• [Supplied text]:
Wednesday, September 19, 2012

What is transphobia?

You've all heard the Trans 101 definition: "irrational or persistent fears or non-acceptance towards people whose gender identity or expression differs from the gender they were assigned at birth. Transphobia can lead to direct or indirect discrimination or harassment in a variety of forms; the common theme is a misunderstanding of, or failure to respect, gender diversity."

Are you ready for something more advanced - say, Trans 201? It's all very well to declare that someone's fears are irrational, and many of them sure are, but that doesn't really tell us much about where they come from, so it doesn't help us to stop it. We can only get true understanding through empathy and compassion. I count at least six distinct reasons for someone to feel afraid of or hostile towards a transgender person. They all have different sources, and they all call for different responses.  Some are more rational than others.  Lump them together at your peril.

  • Entitlement policing: the fear that someone is getting away with something they don't deserve. This is behind bathroom anxiety and so much more. It's even more intense if the self-appointed border guard believes that the transgender person in question needs to be made an example of, or else "they'll all want one."

• [What you should do]: In the transphobia post, list each point made about the reasons for fearing transgender people in the sentences that follow "I count at least six distinct reasons." Rely on nothing but the transphobia post.

• [Data section]:
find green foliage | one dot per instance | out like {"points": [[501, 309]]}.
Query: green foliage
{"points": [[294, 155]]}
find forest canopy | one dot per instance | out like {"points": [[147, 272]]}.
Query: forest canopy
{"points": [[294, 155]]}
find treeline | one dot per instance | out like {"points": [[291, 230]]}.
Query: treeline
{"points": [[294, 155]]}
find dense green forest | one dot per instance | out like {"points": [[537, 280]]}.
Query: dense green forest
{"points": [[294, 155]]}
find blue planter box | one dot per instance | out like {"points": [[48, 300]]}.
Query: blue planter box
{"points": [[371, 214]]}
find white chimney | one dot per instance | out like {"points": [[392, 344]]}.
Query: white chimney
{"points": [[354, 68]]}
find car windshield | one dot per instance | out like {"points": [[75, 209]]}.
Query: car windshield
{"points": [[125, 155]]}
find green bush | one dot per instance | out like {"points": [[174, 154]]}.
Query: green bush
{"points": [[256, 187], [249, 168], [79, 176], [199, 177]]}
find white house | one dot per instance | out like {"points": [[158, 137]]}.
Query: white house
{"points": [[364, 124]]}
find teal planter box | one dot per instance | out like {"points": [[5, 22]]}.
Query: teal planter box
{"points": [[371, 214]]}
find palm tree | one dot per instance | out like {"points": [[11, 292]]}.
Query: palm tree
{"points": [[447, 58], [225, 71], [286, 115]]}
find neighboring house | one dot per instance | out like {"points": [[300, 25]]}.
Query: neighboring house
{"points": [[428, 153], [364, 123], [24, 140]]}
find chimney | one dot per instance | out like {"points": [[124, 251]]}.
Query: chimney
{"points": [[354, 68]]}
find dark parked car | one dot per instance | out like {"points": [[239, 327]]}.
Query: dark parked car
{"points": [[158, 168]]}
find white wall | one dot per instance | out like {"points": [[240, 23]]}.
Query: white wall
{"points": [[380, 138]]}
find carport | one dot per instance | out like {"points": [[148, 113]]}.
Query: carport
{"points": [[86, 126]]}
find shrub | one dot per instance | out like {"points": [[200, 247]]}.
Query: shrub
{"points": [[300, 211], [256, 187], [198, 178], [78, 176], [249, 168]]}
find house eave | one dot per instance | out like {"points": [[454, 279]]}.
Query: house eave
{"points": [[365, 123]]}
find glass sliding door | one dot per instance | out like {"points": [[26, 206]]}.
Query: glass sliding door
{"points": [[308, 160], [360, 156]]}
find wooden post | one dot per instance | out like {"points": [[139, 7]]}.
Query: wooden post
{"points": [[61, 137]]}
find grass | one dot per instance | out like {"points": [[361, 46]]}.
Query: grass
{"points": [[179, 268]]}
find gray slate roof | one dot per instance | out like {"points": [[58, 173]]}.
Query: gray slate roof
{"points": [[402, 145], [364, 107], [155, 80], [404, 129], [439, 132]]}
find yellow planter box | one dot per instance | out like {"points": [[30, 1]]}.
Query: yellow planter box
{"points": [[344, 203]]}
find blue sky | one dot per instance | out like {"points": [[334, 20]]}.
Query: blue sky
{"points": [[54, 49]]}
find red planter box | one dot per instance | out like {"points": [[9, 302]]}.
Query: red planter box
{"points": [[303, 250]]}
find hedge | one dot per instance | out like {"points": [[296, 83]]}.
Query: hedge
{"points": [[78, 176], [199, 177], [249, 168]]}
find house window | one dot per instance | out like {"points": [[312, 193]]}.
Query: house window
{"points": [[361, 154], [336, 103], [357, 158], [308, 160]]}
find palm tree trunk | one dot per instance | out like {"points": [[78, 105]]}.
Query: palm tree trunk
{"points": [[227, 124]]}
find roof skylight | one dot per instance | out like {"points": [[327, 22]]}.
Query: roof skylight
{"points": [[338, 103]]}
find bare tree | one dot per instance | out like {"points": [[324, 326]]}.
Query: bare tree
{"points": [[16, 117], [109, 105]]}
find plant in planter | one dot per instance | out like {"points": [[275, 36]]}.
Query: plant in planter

• [Exercise response]:
- They all have different sources.
- They all call for different responses.
- Some are more rational than others.
- Lumping them together is perilous.